> _任务要求_: 从下方这篇 Vanna API 文档的最后一句之后接着往下续写。

如果你想在其他LLMs或数据库中使用Vanna，你可以创建自己的vanna.base.VannaBase子类并实现抽象方法。

flowchart
    subgraph VannaBase
        ask
        train
    end

    subgraph OpenAI_Chat
        get_sql_prompt
        submit_prompt
        generate_question
        generate_plotly_code
    end

    subgraph ChromaDB_VectorStore
        generate_embedding
        add_question_sql
        add_ddl
        add_documentation
        get_similar_question_sql
        get_related_ddl
        get_related_documentation
    end

API 参考

api_key: Optional[str] = None

fig_as_img: bool = False

run_sql: Optional[Callable[[str], pandas.core.frame.DataFrame]] = None

示例

vn.run_sql = lambda sql: pd.read_sql(sql, engine)

为Vanna.AI设置SQL到DataFrame的函数。这用于[vn.ask(...)][ask]函数。你也可以使用[vn.connect_to_snowflake(...)][connect_to_snowflake]来设置这个，而不是直接设置。

def get_api_key(email: str, otp_code: Optional[str] = None) -> str:

示例：

vn.get_api_key(email="my-email@example.com")

登录到Vanna.AI API。

参数:

email (str): The email address to login with.
otp_code (Union[str, None]): The OTP code to login with. If None, an OTP code will be sent to the email address.

str: API密钥。

def set_api_key(key: str) -> None:

设置Vanna.AI的API密钥。

示例：

api_key = vn.get_api_key(email="my-email@example.com")
vn.set_api_key(api_key)

参数:

key (str): The API key.

def get_models() -> List[str]:

示例：

models = vn.get_models()

列出用户所属的模型。

List[str]: 模型名称的列表。

def create_model(model: str, db_type: str) -> bool:

示例：

vn.create_model(model="my-model", db_type="postgres")

创建一个新模型。

参数:

model (str): The name of the model to create.
db_type (str): The type of database to use for the model. This can be "Snowflake", "BigQuery", "Postgres", or anything else.

bool: 如果模型创建成功则为True，否则为False。

def add_user_to_model(model: str, email: str, is_admin: bool) -> bool:

示例：

vn.add_user_to_model(model="my-model", email="user@example.com")

将用户添加到模型中。

参数:

model (str): The name of the model to add the user to.
email (str): The email address of the user to add.

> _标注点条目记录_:

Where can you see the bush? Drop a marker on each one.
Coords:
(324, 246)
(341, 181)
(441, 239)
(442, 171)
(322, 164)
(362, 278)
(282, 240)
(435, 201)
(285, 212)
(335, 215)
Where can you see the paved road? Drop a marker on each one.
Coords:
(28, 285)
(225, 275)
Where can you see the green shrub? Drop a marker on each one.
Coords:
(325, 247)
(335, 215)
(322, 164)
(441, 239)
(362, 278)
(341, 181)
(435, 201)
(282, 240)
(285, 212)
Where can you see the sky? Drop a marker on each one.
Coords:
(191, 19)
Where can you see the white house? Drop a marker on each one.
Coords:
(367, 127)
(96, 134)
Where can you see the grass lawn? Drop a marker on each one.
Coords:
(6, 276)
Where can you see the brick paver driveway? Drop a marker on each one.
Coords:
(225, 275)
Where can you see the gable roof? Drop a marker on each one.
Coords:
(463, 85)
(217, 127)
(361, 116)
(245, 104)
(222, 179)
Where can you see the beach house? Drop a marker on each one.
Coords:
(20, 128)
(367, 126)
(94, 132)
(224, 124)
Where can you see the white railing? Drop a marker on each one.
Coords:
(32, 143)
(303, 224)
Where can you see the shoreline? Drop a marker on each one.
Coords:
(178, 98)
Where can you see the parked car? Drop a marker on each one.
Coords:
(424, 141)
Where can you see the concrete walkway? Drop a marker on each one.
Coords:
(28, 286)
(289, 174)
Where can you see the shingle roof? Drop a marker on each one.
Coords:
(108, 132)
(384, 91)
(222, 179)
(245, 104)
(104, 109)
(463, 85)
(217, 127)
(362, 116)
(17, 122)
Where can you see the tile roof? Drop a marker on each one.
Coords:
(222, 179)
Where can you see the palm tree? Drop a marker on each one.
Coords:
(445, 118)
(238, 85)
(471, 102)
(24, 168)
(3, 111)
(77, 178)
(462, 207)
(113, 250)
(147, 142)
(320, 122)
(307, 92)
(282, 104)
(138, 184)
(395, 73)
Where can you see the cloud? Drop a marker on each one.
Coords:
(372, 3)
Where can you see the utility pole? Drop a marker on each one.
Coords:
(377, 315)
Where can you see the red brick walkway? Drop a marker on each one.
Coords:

> _预期输出_:
is_admin (bool): Whether or not the user should be an admin.

bool: 如果用户成功添加则为True，否则为False。

def update_model_visibility(public: bool) -> bool:

示例：

vn.update_model_visibility(public=True)

设置当前模型的可见性。如果模型是可见的，任何人都可以看到它。如果不可见，只有模型的成员可以看到它。

参数:

public (bool): Whether or not the model should be publicly visible.

bool: 如果模型可见性设置成功则为True，否则为False。

def set_model(model: str):

设置用于Vanna.AI API的模型。

示例：

vn.set_model("my-model")

参数:

model (str): The name of the model to use.

def add_sql(question: str, sql: str, tag: Optional[str] = 'Manually Trained') -> bool:

向模型的训练数据中添加一个问题及其对应的SQL查询。调用此功能的推荐方式是使用[vn.train(sql=...)][train]。

示例：

vn.add_sql(
    question="What is the average salary of employees?",
    sql="SELECT AVG(salary) FROM employees"
)

参数:

question (str): The question to store.
sql (str): The SQL query to store.
tag (Union[str, None]): A tag to associate with the question and SQL query.

bool: 如果问题和SQL查询成功存储，则为True，否则为False。

def add_ddl(ddl: str) -> bool:

向模型的训练数据添加一个DDL语句

示例：

vn.add_ddl(
    ddl="CREATE TABLE employees (id INT, name VARCHAR(255), salary INT)"
)

参数:

ddl (str): The DDL statement to store.

bool: 如果DDL语句成功存储，则为True，否则为False。

def add_documentation(documentation: str) -> bool:

向模型的训练数据添加文档

示例：

vn.add_documentation(
    documentation="Our organization's definition of sales is the discount price of an item multiplied by the quantity sold."
)

参数:

documentation (str): The documentation string to store.

bool: 如果文档字符串成功存储则为True，否则为False。

@dataclass

class TrainingPlanItem:

TrainingPlanItem(item_type: str, item_group: str, item_name: str, item_value: str)

item_type: str

item_group: str

item_name: str

item_value: str

ITEM_TYPE_SQL = 'sql'

ITEM_TYPE_DDL = 'ddl'

ITEM_TYPE_IS = 'is'

class TrainingPlan:

一个表示训练计划的类。你可以查看其中的内容，并移除你不想训练的项目。

示例：

plan = vn.get_training_plan()

plan.get_summary()

TrainingPlan(plan: List[TrainingPlanItem])

def get_summary(self) -> List[str]:

示例：

plan = vn.get_training_plan()

plan.get_summary()

获取训练计划的摘要。

List[str]: 描述训练计划的字符串列表。

def remove_item(self, item: str):

示例：

plan = vn.get_training_plan()

plan.remove_item("Train on SQL: What is the average salary of employees?")

从训练计划中移除一个项目。

参数:

item (str): The item to remove.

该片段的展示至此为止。